• _OBJECTIVE_: Can you copy out, unchanged, every line from the one containing "Expected content: balcony" through the end of the items?

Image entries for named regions
** START **

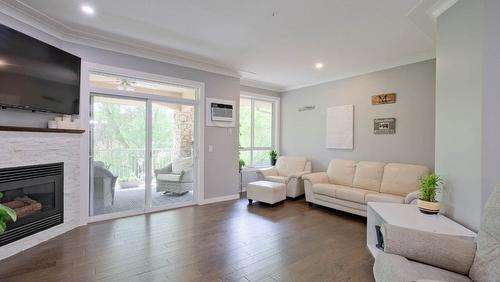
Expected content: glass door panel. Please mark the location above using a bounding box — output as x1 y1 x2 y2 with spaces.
90 95 146 216
151 102 196 208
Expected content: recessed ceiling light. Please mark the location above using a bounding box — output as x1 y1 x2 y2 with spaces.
82 5 95 15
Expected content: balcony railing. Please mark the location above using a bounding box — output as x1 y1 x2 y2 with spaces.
94 148 173 182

** END **

• _OUTPUT OF THE TASK_:
Expected content: balcony railing. Please mark the location above using a bounding box — output as x1 y1 x2 y2 with spaces.
94 148 173 182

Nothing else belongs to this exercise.